-- What is needed --
Transcribe the line with "You are given the above image. An instance of wooden railing" and all the lines that follow it in the material below, exactly as they stand.

-- Dataset --
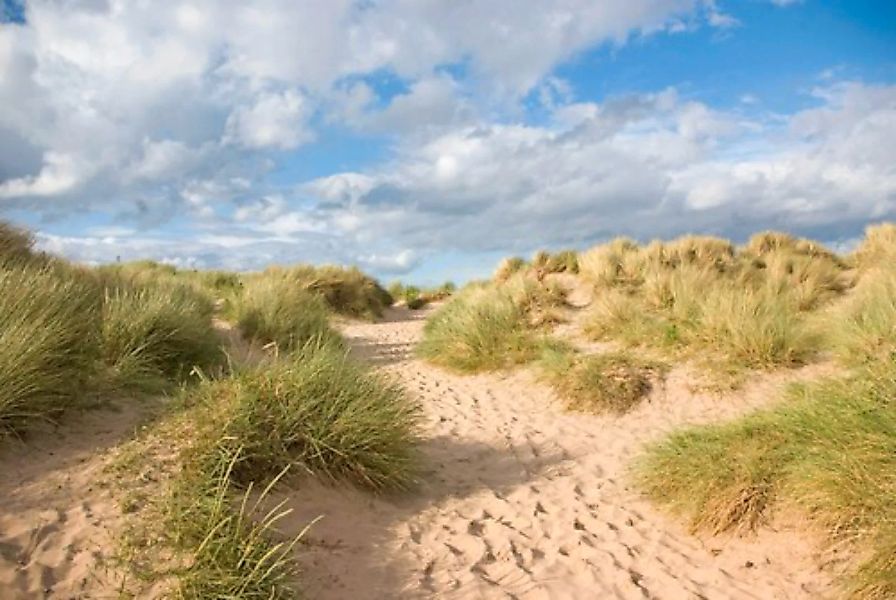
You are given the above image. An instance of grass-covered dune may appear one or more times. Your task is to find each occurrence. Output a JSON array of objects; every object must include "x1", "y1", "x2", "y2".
[
  {"x1": 577, "y1": 231, "x2": 855, "y2": 378},
  {"x1": 634, "y1": 226, "x2": 896, "y2": 598},
  {"x1": 0, "y1": 224, "x2": 227, "y2": 434},
  {"x1": 136, "y1": 340, "x2": 420, "y2": 598},
  {"x1": 0, "y1": 219, "x2": 419, "y2": 598},
  {"x1": 417, "y1": 224, "x2": 896, "y2": 596},
  {"x1": 0, "y1": 219, "x2": 401, "y2": 435}
]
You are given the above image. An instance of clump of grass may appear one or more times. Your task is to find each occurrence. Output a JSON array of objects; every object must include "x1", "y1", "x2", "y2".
[
  {"x1": 636, "y1": 242, "x2": 896, "y2": 597},
  {"x1": 418, "y1": 276, "x2": 565, "y2": 372},
  {"x1": 636, "y1": 371, "x2": 896, "y2": 598},
  {"x1": 236, "y1": 276, "x2": 343, "y2": 353},
  {"x1": 169, "y1": 449, "x2": 304, "y2": 599},
  {"x1": 494, "y1": 256, "x2": 527, "y2": 282},
  {"x1": 853, "y1": 222, "x2": 896, "y2": 271},
  {"x1": 584, "y1": 289, "x2": 665, "y2": 345},
  {"x1": 744, "y1": 230, "x2": 838, "y2": 260},
  {"x1": 191, "y1": 341, "x2": 421, "y2": 490},
  {"x1": 403, "y1": 286, "x2": 428, "y2": 310},
  {"x1": 0, "y1": 264, "x2": 101, "y2": 434},
  {"x1": 539, "y1": 347, "x2": 660, "y2": 414},
  {"x1": 100, "y1": 278, "x2": 225, "y2": 392},
  {"x1": 255, "y1": 265, "x2": 392, "y2": 320},
  {"x1": 531, "y1": 249, "x2": 580, "y2": 275},
  {"x1": 578, "y1": 237, "x2": 642, "y2": 288},
  {"x1": 387, "y1": 281, "x2": 455, "y2": 310},
  {"x1": 695, "y1": 284, "x2": 817, "y2": 369},
  {"x1": 827, "y1": 266, "x2": 896, "y2": 368},
  {"x1": 575, "y1": 231, "x2": 847, "y2": 382},
  {"x1": 659, "y1": 235, "x2": 737, "y2": 271},
  {"x1": 117, "y1": 338, "x2": 421, "y2": 596},
  {"x1": 0, "y1": 220, "x2": 39, "y2": 265}
]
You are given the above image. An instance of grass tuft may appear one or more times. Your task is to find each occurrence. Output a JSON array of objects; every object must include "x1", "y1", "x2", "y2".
[
  {"x1": 418, "y1": 276, "x2": 565, "y2": 372},
  {"x1": 539, "y1": 347, "x2": 661, "y2": 414},
  {"x1": 636, "y1": 371, "x2": 896, "y2": 597},
  {"x1": 191, "y1": 340, "x2": 421, "y2": 490},
  {"x1": 494, "y1": 256, "x2": 527, "y2": 282},
  {"x1": 827, "y1": 266, "x2": 896, "y2": 368},
  {"x1": 236, "y1": 276, "x2": 343, "y2": 353},
  {"x1": 100, "y1": 278, "x2": 225, "y2": 392},
  {"x1": 0, "y1": 264, "x2": 101, "y2": 434},
  {"x1": 253, "y1": 265, "x2": 392, "y2": 320},
  {"x1": 169, "y1": 449, "x2": 304, "y2": 599},
  {"x1": 0, "y1": 221, "x2": 39, "y2": 265}
]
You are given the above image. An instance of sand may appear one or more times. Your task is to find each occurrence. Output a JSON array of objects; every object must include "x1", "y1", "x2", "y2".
[
  {"x1": 0, "y1": 401, "x2": 155, "y2": 599},
  {"x1": 0, "y1": 305, "x2": 835, "y2": 599},
  {"x1": 273, "y1": 306, "x2": 835, "y2": 599}
]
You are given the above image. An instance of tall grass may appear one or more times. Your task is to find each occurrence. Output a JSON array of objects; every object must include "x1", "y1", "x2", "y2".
[
  {"x1": 578, "y1": 232, "x2": 847, "y2": 380},
  {"x1": 0, "y1": 264, "x2": 101, "y2": 434},
  {"x1": 531, "y1": 249, "x2": 579, "y2": 275},
  {"x1": 190, "y1": 340, "x2": 420, "y2": 490},
  {"x1": 387, "y1": 281, "x2": 456, "y2": 310},
  {"x1": 853, "y1": 222, "x2": 896, "y2": 271},
  {"x1": 578, "y1": 237, "x2": 642, "y2": 288},
  {"x1": 695, "y1": 285, "x2": 816, "y2": 369},
  {"x1": 636, "y1": 371, "x2": 896, "y2": 598},
  {"x1": 236, "y1": 276, "x2": 343, "y2": 353},
  {"x1": 636, "y1": 233, "x2": 896, "y2": 597},
  {"x1": 494, "y1": 256, "x2": 527, "y2": 282},
  {"x1": 116, "y1": 333, "x2": 420, "y2": 596},
  {"x1": 827, "y1": 266, "x2": 896, "y2": 368},
  {"x1": 252, "y1": 265, "x2": 392, "y2": 320},
  {"x1": 168, "y1": 449, "x2": 305, "y2": 599},
  {"x1": 539, "y1": 347, "x2": 660, "y2": 414},
  {"x1": 100, "y1": 278, "x2": 224, "y2": 392},
  {"x1": 418, "y1": 276, "x2": 565, "y2": 372},
  {"x1": 0, "y1": 221, "x2": 38, "y2": 265}
]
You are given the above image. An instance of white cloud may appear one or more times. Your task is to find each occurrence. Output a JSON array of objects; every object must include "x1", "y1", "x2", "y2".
[
  {"x1": 224, "y1": 90, "x2": 313, "y2": 150},
  {"x1": 1, "y1": 1, "x2": 893, "y2": 279},
  {"x1": 0, "y1": 0, "x2": 713, "y2": 219},
  {"x1": 303, "y1": 82, "x2": 896, "y2": 256},
  {"x1": 0, "y1": 151, "x2": 86, "y2": 197}
]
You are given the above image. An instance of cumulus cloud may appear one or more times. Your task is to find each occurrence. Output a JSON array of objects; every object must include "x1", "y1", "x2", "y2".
[
  {"x1": 306, "y1": 82, "x2": 896, "y2": 257},
  {"x1": 1, "y1": 1, "x2": 893, "y2": 279},
  {"x1": 224, "y1": 90, "x2": 313, "y2": 150}
]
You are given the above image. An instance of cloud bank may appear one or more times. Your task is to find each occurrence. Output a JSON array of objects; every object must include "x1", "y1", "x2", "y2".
[{"x1": 1, "y1": 0, "x2": 893, "y2": 280}]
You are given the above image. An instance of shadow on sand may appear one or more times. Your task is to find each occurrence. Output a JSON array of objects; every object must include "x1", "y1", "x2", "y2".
[{"x1": 270, "y1": 433, "x2": 566, "y2": 600}]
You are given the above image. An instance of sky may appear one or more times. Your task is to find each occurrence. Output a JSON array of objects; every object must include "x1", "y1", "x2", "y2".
[{"x1": 1, "y1": 0, "x2": 894, "y2": 284}]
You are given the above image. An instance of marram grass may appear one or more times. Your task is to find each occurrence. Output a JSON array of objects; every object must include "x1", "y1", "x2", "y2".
[
  {"x1": 0, "y1": 264, "x2": 101, "y2": 434},
  {"x1": 190, "y1": 340, "x2": 421, "y2": 490},
  {"x1": 236, "y1": 275, "x2": 343, "y2": 354},
  {"x1": 100, "y1": 278, "x2": 225, "y2": 392},
  {"x1": 538, "y1": 347, "x2": 662, "y2": 414},
  {"x1": 636, "y1": 371, "x2": 896, "y2": 598},
  {"x1": 418, "y1": 277, "x2": 566, "y2": 372}
]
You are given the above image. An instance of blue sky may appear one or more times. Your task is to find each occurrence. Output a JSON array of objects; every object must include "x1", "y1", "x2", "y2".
[{"x1": 1, "y1": 0, "x2": 894, "y2": 284}]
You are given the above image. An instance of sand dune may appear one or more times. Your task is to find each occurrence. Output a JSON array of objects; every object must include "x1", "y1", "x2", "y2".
[
  {"x1": 278, "y1": 306, "x2": 835, "y2": 599},
  {"x1": 0, "y1": 305, "x2": 836, "y2": 599}
]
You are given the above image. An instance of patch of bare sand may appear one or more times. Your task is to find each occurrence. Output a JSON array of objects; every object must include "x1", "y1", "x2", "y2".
[
  {"x1": 0, "y1": 401, "x2": 156, "y2": 599},
  {"x1": 282, "y1": 305, "x2": 835, "y2": 599}
]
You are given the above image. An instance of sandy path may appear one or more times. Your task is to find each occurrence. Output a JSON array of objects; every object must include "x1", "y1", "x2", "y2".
[
  {"x1": 279, "y1": 306, "x2": 834, "y2": 599},
  {"x1": 0, "y1": 401, "x2": 157, "y2": 599}
]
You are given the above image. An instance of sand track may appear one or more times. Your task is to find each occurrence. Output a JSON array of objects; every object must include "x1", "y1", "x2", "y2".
[
  {"x1": 0, "y1": 402, "x2": 155, "y2": 599},
  {"x1": 288, "y1": 306, "x2": 833, "y2": 599}
]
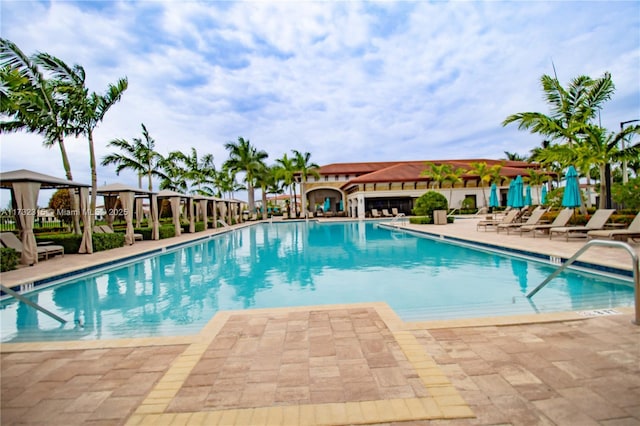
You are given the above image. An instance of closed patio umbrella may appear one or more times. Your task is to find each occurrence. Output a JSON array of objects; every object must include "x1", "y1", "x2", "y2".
[
  {"x1": 561, "y1": 166, "x2": 581, "y2": 209},
  {"x1": 324, "y1": 197, "x2": 331, "y2": 212},
  {"x1": 512, "y1": 176, "x2": 525, "y2": 209},
  {"x1": 524, "y1": 185, "x2": 532, "y2": 206},
  {"x1": 506, "y1": 180, "x2": 515, "y2": 207},
  {"x1": 489, "y1": 183, "x2": 499, "y2": 208},
  {"x1": 541, "y1": 185, "x2": 548, "y2": 205}
]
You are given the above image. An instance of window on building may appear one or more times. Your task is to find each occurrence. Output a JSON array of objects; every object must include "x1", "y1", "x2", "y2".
[{"x1": 324, "y1": 175, "x2": 329, "y2": 182}]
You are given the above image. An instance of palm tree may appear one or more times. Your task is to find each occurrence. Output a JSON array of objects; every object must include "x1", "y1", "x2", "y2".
[
  {"x1": 420, "y1": 163, "x2": 452, "y2": 189},
  {"x1": 35, "y1": 52, "x2": 128, "y2": 223},
  {"x1": 576, "y1": 124, "x2": 640, "y2": 208},
  {"x1": 216, "y1": 167, "x2": 245, "y2": 199},
  {"x1": 1, "y1": 38, "x2": 81, "y2": 232},
  {"x1": 101, "y1": 123, "x2": 166, "y2": 191},
  {"x1": 503, "y1": 72, "x2": 615, "y2": 148},
  {"x1": 446, "y1": 167, "x2": 467, "y2": 207},
  {"x1": 468, "y1": 162, "x2": 494, "y2": 207},
  {"x1": 503, "y1": 151, "x2": 527, "y2": 161},
  {"x1": 292, "y1": 150, "x2": 319, "y2": 216},
  {"x1": 524, "y1": 169, "x2": 550, "y2": 206},
  {"x1": 169, "y1": 148, "x2": 216, "y2": 195},
  {"x1": 223, "y1": 137, "x2": 268, "y2": 213},
  {"x1": 274, "y1": 153, "x2": 297, "y2": 217}
]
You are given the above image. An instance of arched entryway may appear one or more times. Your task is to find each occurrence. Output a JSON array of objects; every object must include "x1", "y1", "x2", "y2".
[{"x1": 306, "y1": 187, "x2": 345, "y2": 215}]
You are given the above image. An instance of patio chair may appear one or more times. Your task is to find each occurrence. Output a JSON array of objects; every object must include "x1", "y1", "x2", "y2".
[
  {"x1": 391, "y1": 208, "x2": 399, "y2": 216},
  {"x1": 371, "y1": 209, "x2": 382, "y2": 218},
  {"x1": 476, "y1": 209, "x2": 519, "y2": 231},
  {"x1": 0, "y1": 232, "x2": 64, "y2": 260},
  {"x1": 549, "y1": 209, "x2": 616, "y2": 241},
  {"x1": 516, "y1": 208, "x2": 573, "y2": 238},
  {"x1": 587, "y1": 212, "x2": 640, "y2": 242},
  {"x1": 497, "y1": 206, "x2": 547, "y2": 234},
  {"x1": 382, "y1": 209, "x2": 393, "y2": 217}
]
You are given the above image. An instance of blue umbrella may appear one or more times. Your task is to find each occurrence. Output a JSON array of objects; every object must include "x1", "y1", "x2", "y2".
[
  {"x1": 512, "y1": 175, "x2": 525, "y2": 208},
  {"x1": 524, "y1": 185, "x2": 532, "y2": 206},
  {"x1": 562, "y1": 166, "x2": 581, "y2": 208},
  {"x1": 489, "y1": 183, "x2": 500, "y2": 208},
  {"x1": 541, "y1": 185, "x2": 548, "y2": 205},
  {"x1": 507, "y1": 180, "x2": 515, "y2": 207},
  {"x1": 324, "y1": 197, "x2": 331, "y2": 212},
  {"x1": 338, "y1": 199, "x2": 344, "y2": 211}
]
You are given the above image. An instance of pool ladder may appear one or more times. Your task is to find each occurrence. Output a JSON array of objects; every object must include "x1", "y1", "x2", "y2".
[{"x1": 526, "y1": 239, "x2": 640, "y2": 325}]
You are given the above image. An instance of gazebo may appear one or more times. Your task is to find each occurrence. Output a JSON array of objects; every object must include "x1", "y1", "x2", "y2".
[
  {"x1": 157, "y1": 190, "x2": 195, "y2": 237},
  {"x1": 0, "y1": 169, "x2": 92, "y2": 265},
  {"x1": 192, "y1": 195, "x2": 224, "y2": 230},
  {"x1": 96, "y1": 184, "x2": 158, "y2": 244}
]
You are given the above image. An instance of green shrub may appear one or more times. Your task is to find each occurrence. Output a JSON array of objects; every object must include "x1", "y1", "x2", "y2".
[
  {"x1": 159, "y1": 224, "x2": 175, "y2": 239},
  {"x1": 92, "y1": 233, "x2": 125, "y2": 251},
  {"x1": 36, "y1": 233, "x2": 82, "y2": 254},
  {"x1": 195, "y1": 221, "x2": 205, "y2": 232},
  {"x1": 413, "y1": 191, "x2": 448, "y2": 217},
  {"x1": 410, "y1": 216, "x2": 432, "y2": 224},
  {"x1": 136, "y1": 227, "x2": 153, "y2": 240},
  {"x1": 1, "y1": 247, "x2": 20, "y2": 272},
  {"x1": 612, "y1": 177, "x2": 640, "y2": 210}
]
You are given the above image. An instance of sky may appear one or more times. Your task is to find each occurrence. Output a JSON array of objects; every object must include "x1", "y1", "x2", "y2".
[{"x1": 1, "y1": 0, "x2": 639, "y2": 205}]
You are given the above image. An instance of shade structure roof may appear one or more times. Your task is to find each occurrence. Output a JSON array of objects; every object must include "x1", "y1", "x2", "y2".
[
  {"x1": 0, "y1": 169, "x2": 90, "y2": 189},
  {"x1": 156, "y1": 189, "x2": 193, "y2": 199},
  {"x1": 96, "y1": 183, "x2": 154, "y2": 195}
]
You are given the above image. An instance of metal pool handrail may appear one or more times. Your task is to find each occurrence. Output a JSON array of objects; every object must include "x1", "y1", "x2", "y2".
[
  {"x1": 0, "y1": 284, "x2": 67, "y2": 324},
  {"x1": 526, "y1": 240, "x2": 640, "y2": 325}
]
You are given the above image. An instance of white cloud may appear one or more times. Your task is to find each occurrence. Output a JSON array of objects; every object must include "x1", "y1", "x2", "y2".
[{"x1": 1, "y1": 0, "x2": 638, "y2": 207}]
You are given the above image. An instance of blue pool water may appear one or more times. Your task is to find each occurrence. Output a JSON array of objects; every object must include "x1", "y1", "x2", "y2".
[{"x1": 0, "y1": 221, "x2": 635, "y2": 342}]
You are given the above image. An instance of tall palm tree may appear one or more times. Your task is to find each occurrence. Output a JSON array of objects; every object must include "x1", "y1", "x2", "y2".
[
  {"x1": 292, "y1": 150, "x2": 319, "y2": 216},
  {"x1": 1, "y1": 38, "x2": 81, "y2": 232},
  {"x1": 101, "y1": 123, "x2": 166, "y2": 191},
  {"x1": 274, "y1": 153, "x2": 297, "y2": 217},
  {"x1": 223, "y1": 137, "x2": 268, "y2": 213},
  {"x1": 35, "y1": 52, "x2": 128, "y2": 222},
  {"x1": 524, "y1": 169, "x2": 550, "y2": 206}
]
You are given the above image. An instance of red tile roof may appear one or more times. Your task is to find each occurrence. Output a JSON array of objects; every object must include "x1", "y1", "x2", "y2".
[{"x1": 311, "y1": 159, "x2": 544, "y2": 188}]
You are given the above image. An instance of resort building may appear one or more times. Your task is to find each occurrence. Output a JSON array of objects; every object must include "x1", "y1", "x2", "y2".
[{"x1": 302, "y1": 159, "x2": 547, "y2": 219}]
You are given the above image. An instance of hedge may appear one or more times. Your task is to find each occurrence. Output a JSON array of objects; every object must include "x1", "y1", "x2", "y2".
[
  {"x1": 35, "y1": 232, "x2": 125, "y2": 254},
  {"x1": 1, "y1": 247, "x2": 20, "y2": 272},
  {"x1": 134, "y1": 224, "x2": 176, "y2": 240},
  {"x1": 409, "y1": 216, "x2": 455, "y2": 225}
]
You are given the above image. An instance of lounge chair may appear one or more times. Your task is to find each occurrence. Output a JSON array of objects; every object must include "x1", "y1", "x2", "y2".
[
  {"x1": 382, "y1": 209, "x2": 393, "y2": 217},
  {"x1": 517, "y1": 208, "x2": 573, "y2": 238},
  {"x1": 476, "y1": 209, "x2": 519, "y2": 231},
  {"x1": 497, "y1": 206, "x2": 547, "y2": 234},
  {"x1": 371, "y1": 209, "x2": 382, "y2": 218},
  {"x1": 587, "y1": 212, "x2": 640, "y2": 242},
  {"x1": 96, "y1": 225, "x2": 143, "y2": 241},
  {"x1": 0, "y1": 232, "x2": 64, "y2": 261},
  {"x1": 391, "y1": 208, "x2": 399, "y2": 216},
  {"x1": 549, "y1": 209, "x2": 615, "y2": 241}
]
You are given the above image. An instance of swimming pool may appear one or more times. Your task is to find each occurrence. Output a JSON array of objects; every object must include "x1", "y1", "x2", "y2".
[{"x1": 0, "y1": 221, "x2": 635, "y2": 342}]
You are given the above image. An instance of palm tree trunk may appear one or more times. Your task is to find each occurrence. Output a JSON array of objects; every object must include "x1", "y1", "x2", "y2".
[
  {"x1": 247, "y1": 183, "x2": 255, "y2": 213},
  {"x1": 88, "y1": 131, "x2": 97, "y2": 228},
  {"x1": 148, "y1": 170, "x2": 153, "y2": 191},
  {"x1": 261, "y1": 186, "x2": 268, "y2": 220},
  {"x1": 57, "y1": 135, "x2": 81, "y2": 234},
  {"x1": 292, "y1": 183, "x2": 298, "y2": 217}
]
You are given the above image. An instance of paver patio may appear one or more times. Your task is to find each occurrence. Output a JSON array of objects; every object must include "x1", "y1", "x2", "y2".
[{"x1": 1, "y1": 218, "x2": 638, "y2": 425}]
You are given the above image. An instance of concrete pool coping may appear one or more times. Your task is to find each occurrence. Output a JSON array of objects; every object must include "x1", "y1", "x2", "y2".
[{"x1": 1, "y1": 217, "x2": 639, "y2": 425}]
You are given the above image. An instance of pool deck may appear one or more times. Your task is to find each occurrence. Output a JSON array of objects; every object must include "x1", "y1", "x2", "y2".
[{"x1": 1, "y1": 218, "x2": 639, "y2": 425}]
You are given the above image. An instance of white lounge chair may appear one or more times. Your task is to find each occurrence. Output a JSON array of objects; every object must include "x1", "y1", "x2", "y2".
[
  {"x1": 391, "y1": 208, "x2": 399, "y2": 216},
  {"x1": 549, "y1": 209, "x2": 615, "y2": 241},
  {"x1": 382, "y1": 209, "x2": 393, "y2": 217},
  {"x1": 371, "y1": 209, "x2": 382, "y2": 218}
]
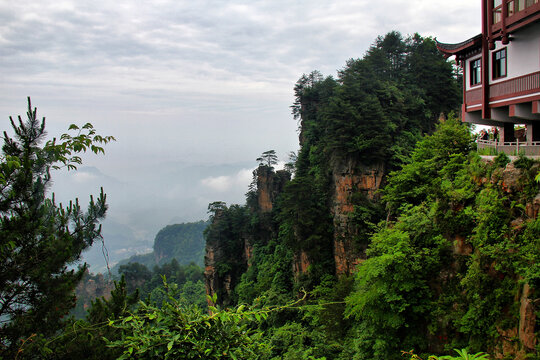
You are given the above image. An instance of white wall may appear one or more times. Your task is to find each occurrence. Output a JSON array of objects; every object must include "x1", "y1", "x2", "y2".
[{"x1": 490, "y1": 21, "x2": 540, "y2": 84}]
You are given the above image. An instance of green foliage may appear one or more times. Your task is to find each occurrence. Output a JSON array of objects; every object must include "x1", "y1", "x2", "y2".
[
  {"x1": 153, "y1": 221, "x2": 208, "y2": 266},
  {"x1": 0, "y1": 98, "x2": 114, "y2": 356},
  {"x1": 114, "y1": 221, "x2": 208, "y2": 272},
  {"x1": 347, "y1": 117, "x2": 539, "y2": 359},
  {"x1": 442, "y1": 348, "x2": 490, "y2": 360},
  {"x1": 203, "y1": 31, "x2": 466, "y2": 359},
  {"x1": 19, "y1": 274, "x2": 138, "y2": 359},
  {"x1": 382, "y1": 116, "x2": 474, "y2": 214},
  {"x1": 116, "y1": 259, "x2": 207, "y2": 310},
  {"x1": 257, "y1": 150, "x2": 279, "y2": 168},
  {"x1": 403, "y1": 349, "x2": 490, "y2": 360},
  {"x1": 346, "y1": 206, "x2": 452, "y2": 360},
  {"x1": 118, "y1": 262, "x2": 152, "y2": 294},
  {"x1": 107, "y1": 280, "x2": 279, "y2": 359}
]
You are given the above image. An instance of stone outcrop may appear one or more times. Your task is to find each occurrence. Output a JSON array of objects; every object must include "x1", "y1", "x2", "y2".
[
  {"x1": 75, "y1": 272, "x2": 115, "y2": 311},
  {"x1": 203, "y1": 208, "x2": 239, "y2": 307},
  {"x1": 331, "y1": 156, "x2": 385, "y2": 275},
  {"x1": 519, "y1": 284, "x2": 536, "y2": 352},
  {"x1": 257, "y1": 167, "x2": 291, "y2": 213},
  {"x1": 292, "y1": 250, "x2": 310, "y2": 278},
  {"x1": 486, "y1": 160, "x2": 539, "y2": 359},
  {"x1": 204, "y1": 166, "x2": 290, "y2": 306}
]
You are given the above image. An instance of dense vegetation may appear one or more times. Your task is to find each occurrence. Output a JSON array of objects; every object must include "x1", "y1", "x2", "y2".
[
  {"x1": 74, "y1": 220, "x2": 208, "y2": 319},
  {"x1": 0, "y1": 99, "x2": 115, "y2": 357},
  {"x1": 118, "y1": 259, "x2": 206, "y2": 309},
  {"x1": 200, "y1": 31, "x2": 539, "y2": 360},
  {"x1": 1, "y1": 31, "x2": 538, "y2": 359},
  {"x1": 113, "y1": 220, "x2": 208, "y2": 271}
]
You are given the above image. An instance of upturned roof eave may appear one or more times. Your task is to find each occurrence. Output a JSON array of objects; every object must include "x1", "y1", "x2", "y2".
[{"x1": 436, "y1": 34, "x2": 482, "y2": 58}]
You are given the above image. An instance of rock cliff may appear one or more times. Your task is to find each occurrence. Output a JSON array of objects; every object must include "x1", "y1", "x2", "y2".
[
  {"x1": 204, "y1": 166, "x2": 290, "y2": 306},
  {"x1": 331, "y1": 155, "x2": 385, "y2": 275}
]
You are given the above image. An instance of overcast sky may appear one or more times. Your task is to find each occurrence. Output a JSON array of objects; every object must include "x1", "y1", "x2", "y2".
[{"x1": 0, "y1": 0, "x2": 481, "y2": 271}]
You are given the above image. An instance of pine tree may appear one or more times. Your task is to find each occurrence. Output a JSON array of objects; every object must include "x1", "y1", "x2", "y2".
[{"x1": 0, "y1": 98, "x2": 114, "y2": 355}]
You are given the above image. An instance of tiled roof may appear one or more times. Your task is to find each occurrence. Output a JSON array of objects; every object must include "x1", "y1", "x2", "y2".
[{"x1": 436, "y1": 34, "x2": 482, "y2": 57}]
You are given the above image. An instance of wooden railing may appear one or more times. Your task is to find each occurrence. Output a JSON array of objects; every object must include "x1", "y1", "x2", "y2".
[
  {"x1": 490, "y1": 71, "x2": 540, "y2": 100},
  {"x1": 465, "y1": 87, "x2": 482, "y2": 105},
  {"x1": 477, "y1": 139, "x2": 540, "y2": 156},
  {"x1": 465, "y1": 72, "x2": 540, "y2": 107}
]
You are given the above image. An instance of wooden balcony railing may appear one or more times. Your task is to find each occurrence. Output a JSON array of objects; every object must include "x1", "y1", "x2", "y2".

-- Written response --
You are given the above image. An instance of wooden railing may appear one or more times. Your task is to find each occurrence. Output a JSON array of objects; every object must include "x1", "y1", "x2", "y2".
[
  {"x1": 490, "y1": 71, "x2": 540, "y2": 100},
  {"x1": 465, "y1": 87, "x2": 482, "y2": 105},
  {"x1": 477, "y1": 139, "x2": 540, "y2": 156},
  {"x1": 465, "y1": 72, "x2": 540, "y2": 107}
]
You are given the above image. An instance of wooden balcony railing may appear one or more times. Your task is to find each occurrence. Output a JSON array of objects; every object must include "x1", "y1", "x2", "y2".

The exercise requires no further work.